Task statement: Restate the full listing word for word and leave the pictures out.

....

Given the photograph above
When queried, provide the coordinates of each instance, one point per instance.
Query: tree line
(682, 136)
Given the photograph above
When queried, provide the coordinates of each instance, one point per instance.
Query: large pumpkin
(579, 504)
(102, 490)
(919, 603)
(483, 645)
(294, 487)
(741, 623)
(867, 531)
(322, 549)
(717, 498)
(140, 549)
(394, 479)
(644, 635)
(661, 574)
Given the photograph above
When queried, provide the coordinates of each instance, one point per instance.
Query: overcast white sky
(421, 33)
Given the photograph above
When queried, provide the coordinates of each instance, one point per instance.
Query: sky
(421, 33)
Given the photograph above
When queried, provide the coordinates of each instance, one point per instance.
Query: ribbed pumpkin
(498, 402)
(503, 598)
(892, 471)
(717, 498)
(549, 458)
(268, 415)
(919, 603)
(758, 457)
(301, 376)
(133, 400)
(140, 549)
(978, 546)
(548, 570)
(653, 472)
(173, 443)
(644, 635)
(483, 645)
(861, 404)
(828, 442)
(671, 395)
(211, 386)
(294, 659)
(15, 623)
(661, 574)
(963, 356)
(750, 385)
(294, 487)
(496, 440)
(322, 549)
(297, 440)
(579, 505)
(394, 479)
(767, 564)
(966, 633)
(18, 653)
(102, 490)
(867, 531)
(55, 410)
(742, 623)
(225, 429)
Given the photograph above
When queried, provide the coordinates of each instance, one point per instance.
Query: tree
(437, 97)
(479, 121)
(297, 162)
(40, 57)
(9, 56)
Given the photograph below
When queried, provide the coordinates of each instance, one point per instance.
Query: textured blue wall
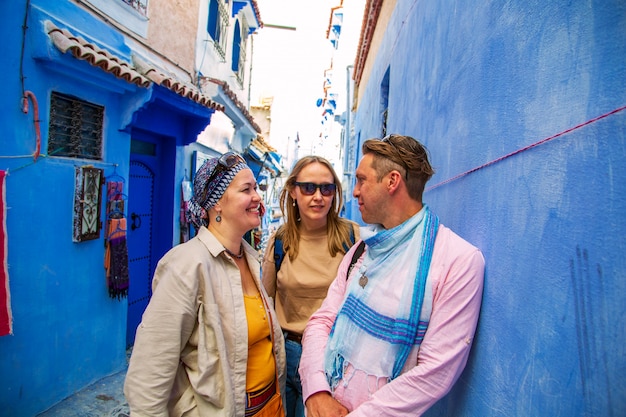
(67, 331)
(476, 81)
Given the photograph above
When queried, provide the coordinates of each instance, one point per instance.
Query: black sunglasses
(309, 188)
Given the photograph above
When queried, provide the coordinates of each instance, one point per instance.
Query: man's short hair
(405, 155)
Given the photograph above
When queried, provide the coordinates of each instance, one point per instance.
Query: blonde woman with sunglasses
(314, 240)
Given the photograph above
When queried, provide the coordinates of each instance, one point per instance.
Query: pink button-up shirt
(457, 270)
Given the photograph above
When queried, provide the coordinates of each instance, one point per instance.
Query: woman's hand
(322, 404)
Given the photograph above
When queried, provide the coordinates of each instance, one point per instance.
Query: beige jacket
(191, 349)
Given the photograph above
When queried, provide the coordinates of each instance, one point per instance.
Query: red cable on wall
(27, 95)
(595, 119)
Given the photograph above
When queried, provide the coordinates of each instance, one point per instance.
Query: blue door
(150, 208)
(140, 203)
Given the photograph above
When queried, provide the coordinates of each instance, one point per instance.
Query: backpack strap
(355, 257)
(352, 240)
(279, 252)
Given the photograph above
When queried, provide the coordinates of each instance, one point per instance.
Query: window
(75, 128)
(217, 25)
(384, 103)
(239, 51)
(140, 5)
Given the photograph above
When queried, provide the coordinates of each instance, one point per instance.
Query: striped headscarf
(208, 187)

....

Solution:
Given the photograph above
When queried, provide the coordinates of each instance, one point per instance.
Query: tree line
(682, 136)
Given the photograph above
When queried, provide the coordinates of each instance, one point per instance.
Query: large pumpkin
(579, 504)
(102, 490)
(919, 603)
(483, 645)
(294, 487)
(741, 623)
(867, 531)
(322, 549)
(717, 498)
(140, 549)
(394, 479)
(644, 635)
(661, 574)
Given the photograph above
When queried, provide the coordinates of each instance, one point per instance.
Query: overcast white sky
(421, 33)
Given the photograph above
When queried, provide the coordinates of each instance, one point per instance.
Query: sky
(421, 33)
Given the photograph above
When queried, provide the coordinates of each instance, one point per instance.
Query: ribbed pumpkin
(498, 402)
(503, 598)
(892, 471)
(717, 498)
(549, 458)
(268, 415)
(919, 603)
(758, 457)
(301, 376)
(133, 400)
(140, 549)
(978, 546)
(548, 570)
(653, 472)
(173, 443)
(644, 635)
(483, 645)
(861, 404)
(828, 442)
(671, 395)
(211, 386)
(294, 659)
(15, 623)
(661, 574)
(963, 356)
(750, 385)
(294, 487)
(496, 440)
(322, 549)
(297, 440)
(579, 505)
(394, 479)
(767, 564)
(966, 633)
(18, 653)
(102, 490)
(867, 531)
(55, 410)
(742, 623)
(225, 429)
Given the photograph above
When queried, provide the coordinates of each instance, one point per instance.
Query: tree
(437, 97)
(479, 121)
(297, 162)
(40, 57)
(9, 56)
Given the photograph below
When queried, provide the coordinates of each instance, one point per instance.
Query: textured blue wall
(67, 331)
(476, 81)
Given the photograph above
When queried, provide the coordinates of each instance, one point per instance.
Query: black sunglasses
(309, 188)
Given the photograph above
When queried, provide the coordinates of each instance, one point per instance.
Query: man's short hair
(405, 155)
Given the photograph above
When queried, provide the coordinates of each instance, one point per instance.
Query: blonde woman with sunglasses
(314, 240)
Given the photograph above
When queried, provide the coordinates of each instance, one point per instance.
Query: pink button-up shirt
(457, 270)
Given the photograph above
When queried, provide the coordinates of each instance, one point per instance.
Query: woman's hand
(322, 404)
Given the photograph above
When queried, provide the coordinates of each instance, one point per instance.
Query: beige jacket
(191, 349)
Given the photograph above
When queried, provide the coordinates of each instance, one point per instance.
Query: red cable on wall
(27, 95)
(595, 119)
Given the photograph above
When queried, provide the coordinates of each instance, one point per instance.
Query: blue door
(150, 208)
(140, 203)
Given the photograph above
When queried, provide the coordinates of each instance, one point per instance.
Query: backpack strap
(355, 257)
(352, 240)
(279, 252)
Given the photograph above
When queried, provide the coordinates of each instance, one point per instance.
Query: window
(75, 128)
(217, 25)
(384, 103)
(239, 51)
(140, 5)
Given the photograph above
When queried, provide the coordinates of each instance, one point per instance.
Query: striped headscarf
(208, 187)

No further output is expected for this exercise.